_YOUR GOAL_. Count the lines in the records below that contain the string "bride", matching case, and give only the number.
──────────
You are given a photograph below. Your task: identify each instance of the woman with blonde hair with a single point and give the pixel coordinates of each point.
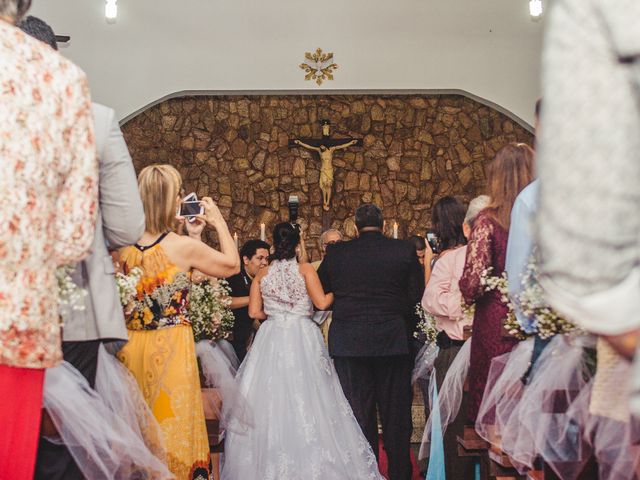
(161, 350)
(507, 174)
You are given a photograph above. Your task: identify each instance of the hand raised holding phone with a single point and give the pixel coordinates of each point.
(212, 214)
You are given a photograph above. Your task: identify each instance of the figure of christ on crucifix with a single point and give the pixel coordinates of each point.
(325, 148)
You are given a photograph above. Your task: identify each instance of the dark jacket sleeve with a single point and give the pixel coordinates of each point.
(416, 280)
(323, 271)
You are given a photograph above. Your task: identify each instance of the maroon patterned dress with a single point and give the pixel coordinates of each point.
(487, 249)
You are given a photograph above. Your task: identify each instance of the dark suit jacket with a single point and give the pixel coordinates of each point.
(375, 281)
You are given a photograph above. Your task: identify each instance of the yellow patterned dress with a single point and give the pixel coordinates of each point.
(161, 355)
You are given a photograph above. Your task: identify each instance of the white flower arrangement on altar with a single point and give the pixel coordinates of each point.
(531, 301)
(426, 328)
(209, 309)
(501, 284)
(70, 295)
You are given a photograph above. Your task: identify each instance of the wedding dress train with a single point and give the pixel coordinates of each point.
(302, 425)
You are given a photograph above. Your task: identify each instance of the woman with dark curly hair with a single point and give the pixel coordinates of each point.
(507, 174)
(302, 424)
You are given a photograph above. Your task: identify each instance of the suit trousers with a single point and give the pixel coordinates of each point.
(381, 385)
(54, 461)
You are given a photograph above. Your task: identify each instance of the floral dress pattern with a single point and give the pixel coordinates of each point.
(48, 192)
(161, 356)
(487, 249)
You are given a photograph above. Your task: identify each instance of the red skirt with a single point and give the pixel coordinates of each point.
(20, 411)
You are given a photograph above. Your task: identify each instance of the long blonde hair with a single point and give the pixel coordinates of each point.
(507, 174)
(159, 189)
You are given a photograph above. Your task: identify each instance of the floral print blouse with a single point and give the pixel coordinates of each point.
(48, 192)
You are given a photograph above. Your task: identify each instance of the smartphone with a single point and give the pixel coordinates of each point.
(293, 204)
(190, 209)
(433, 241)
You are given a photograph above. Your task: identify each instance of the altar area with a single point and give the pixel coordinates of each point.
(412, 150)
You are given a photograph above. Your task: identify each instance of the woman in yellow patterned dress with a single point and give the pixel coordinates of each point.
(161, 351)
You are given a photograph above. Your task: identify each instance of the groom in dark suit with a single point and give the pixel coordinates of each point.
(375, 281)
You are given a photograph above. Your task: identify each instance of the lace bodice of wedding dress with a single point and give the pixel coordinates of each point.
(284, 291)
(301, 426)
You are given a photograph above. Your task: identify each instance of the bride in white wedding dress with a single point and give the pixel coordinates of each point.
(303, 427)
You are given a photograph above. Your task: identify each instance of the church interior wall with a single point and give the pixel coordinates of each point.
(416, 149)
(158, 47)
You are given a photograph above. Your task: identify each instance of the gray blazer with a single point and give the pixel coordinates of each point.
(120, 222)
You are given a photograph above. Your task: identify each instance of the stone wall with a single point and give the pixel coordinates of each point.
(416, 149)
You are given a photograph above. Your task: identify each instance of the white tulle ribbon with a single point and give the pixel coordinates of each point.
(102, 443)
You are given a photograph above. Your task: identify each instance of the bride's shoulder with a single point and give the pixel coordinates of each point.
(306, 269)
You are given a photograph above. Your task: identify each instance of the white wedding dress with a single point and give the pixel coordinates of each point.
(302, 426)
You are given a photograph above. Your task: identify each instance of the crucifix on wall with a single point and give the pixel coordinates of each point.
(325, 147)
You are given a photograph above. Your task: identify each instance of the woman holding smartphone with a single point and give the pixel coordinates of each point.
(161, 350)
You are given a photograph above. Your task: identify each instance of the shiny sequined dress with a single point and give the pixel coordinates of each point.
(161, 355)
(486, 251)
(302, 426)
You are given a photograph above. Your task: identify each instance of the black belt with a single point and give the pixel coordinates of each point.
(444, 341)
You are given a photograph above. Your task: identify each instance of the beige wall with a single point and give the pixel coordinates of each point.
(158, 47)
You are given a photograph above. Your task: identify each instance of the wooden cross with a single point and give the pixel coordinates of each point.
(325, 147)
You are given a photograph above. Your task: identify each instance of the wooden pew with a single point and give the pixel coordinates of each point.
(212, 403)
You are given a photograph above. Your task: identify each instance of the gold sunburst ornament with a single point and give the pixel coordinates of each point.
(318, 66)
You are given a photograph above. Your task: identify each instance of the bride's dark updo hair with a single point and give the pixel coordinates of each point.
(285, 240)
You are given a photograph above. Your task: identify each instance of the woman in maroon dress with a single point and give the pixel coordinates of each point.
(507, 174)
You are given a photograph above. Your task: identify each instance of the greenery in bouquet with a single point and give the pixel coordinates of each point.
(533, 304)
(209, 309)
(491, 282)
(426, 328)
(70, 295)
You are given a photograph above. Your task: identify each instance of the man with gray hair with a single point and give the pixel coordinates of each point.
(328, 237)
(375, 281)
(120, 222)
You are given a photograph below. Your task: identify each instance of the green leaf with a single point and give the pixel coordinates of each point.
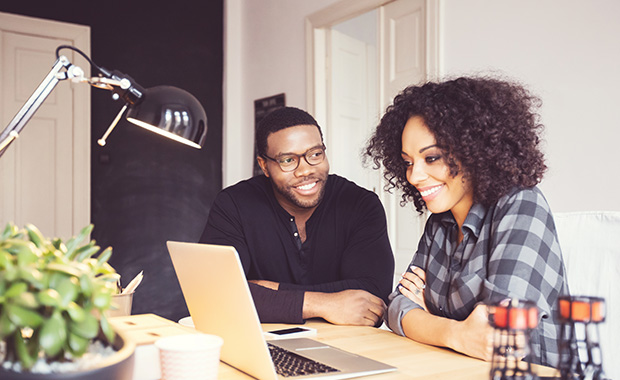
(9, 231)
(23, 353)
(59, 245)
(6, 260)
(49, 297)
(107, 329)
(104, 256)
(23, 317)
(33, 276)
(77, 344)
(86, 285)
(88, 328)
(76, 313)
(64, 268)
(53, 334)
(27, 299)
(68, 289)
(6, 326)
(16, 289)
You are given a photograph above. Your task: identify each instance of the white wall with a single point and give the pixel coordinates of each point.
(568, 53)
(565, 51)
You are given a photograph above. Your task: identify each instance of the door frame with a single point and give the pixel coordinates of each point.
(80, 37)
(317, 25)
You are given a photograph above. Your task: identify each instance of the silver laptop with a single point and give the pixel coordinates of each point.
(220, 303)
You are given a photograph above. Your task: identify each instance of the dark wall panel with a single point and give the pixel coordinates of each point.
(147, 189)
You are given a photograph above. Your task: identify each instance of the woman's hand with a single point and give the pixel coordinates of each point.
(474, 335)
(412, 286)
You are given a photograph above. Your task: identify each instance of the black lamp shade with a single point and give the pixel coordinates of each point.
(171, 112)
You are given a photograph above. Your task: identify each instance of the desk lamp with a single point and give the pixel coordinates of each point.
(166, 110)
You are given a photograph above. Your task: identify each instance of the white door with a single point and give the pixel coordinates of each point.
(353, 108)
(403, 62)
(45, 173)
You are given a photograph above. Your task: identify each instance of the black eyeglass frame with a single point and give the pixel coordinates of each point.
(298, 157)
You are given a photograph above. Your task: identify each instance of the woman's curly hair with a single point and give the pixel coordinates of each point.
(487, 128)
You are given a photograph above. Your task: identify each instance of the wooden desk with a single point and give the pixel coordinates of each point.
(414, 360)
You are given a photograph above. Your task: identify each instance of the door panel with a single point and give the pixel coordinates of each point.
(403, 57)
(45, 173)
(351, 99)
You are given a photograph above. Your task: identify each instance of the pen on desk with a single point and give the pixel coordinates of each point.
(133, 284)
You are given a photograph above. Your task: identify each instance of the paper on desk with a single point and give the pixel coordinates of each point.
(133, 284)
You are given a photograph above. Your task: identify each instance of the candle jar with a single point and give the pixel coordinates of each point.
(580, 350)
(513, 321)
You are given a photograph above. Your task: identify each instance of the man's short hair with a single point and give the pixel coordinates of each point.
(278, 119)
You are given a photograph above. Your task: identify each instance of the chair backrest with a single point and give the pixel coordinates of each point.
(590, 242)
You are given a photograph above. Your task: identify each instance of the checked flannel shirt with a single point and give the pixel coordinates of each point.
(509, 250)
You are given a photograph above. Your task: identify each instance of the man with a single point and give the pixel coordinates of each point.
(311, 244)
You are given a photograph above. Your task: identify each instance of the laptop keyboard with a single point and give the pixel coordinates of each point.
(289, 364)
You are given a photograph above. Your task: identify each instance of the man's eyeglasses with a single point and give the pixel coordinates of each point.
(290, 162)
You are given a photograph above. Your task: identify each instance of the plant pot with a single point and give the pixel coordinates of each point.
(119, 366)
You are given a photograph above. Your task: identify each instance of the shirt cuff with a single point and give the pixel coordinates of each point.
(398, 307)
(278, 306)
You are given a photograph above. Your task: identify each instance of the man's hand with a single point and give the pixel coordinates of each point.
(347, 307)
(266, 283)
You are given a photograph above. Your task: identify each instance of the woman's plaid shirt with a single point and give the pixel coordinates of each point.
(509, 250)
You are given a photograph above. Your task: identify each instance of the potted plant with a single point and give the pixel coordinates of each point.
(53, 296)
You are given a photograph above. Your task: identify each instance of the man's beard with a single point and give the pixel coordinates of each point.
(289, 194)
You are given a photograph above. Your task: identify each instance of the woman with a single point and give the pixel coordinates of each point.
(467, 150)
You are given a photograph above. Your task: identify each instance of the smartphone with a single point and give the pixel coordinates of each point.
(292, 332)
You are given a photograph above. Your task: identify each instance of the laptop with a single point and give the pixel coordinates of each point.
(219, 301)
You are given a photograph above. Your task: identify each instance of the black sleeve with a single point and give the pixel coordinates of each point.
(278, 306)
(224, 227)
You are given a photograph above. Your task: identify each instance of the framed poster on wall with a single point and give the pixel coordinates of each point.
(261, 108)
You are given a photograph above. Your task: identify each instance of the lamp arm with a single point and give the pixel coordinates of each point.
(31, 106)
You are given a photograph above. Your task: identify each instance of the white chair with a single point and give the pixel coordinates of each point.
(590, 243)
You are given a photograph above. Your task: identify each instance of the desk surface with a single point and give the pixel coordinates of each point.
(413, 360)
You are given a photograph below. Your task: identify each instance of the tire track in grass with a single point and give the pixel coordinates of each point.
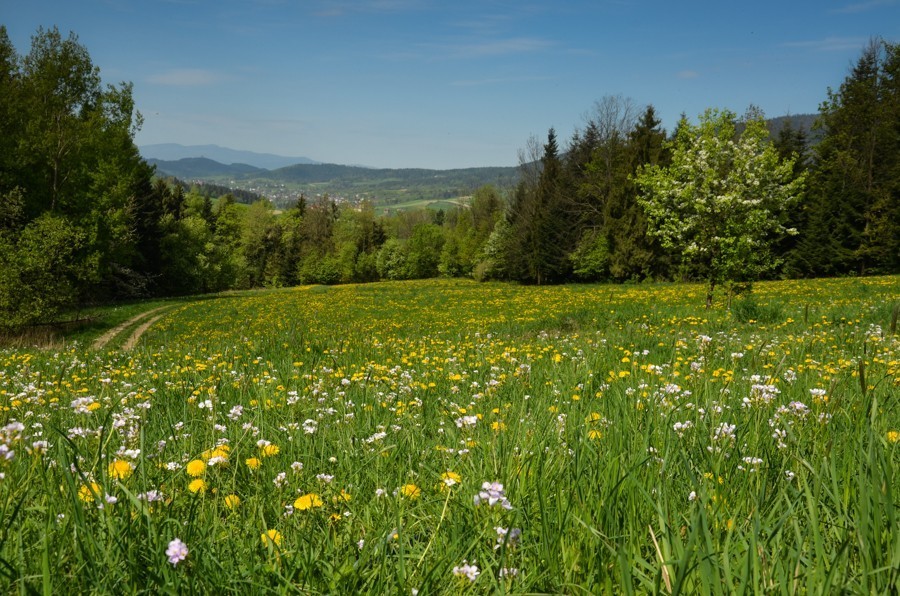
──────────
_REPLY_. 3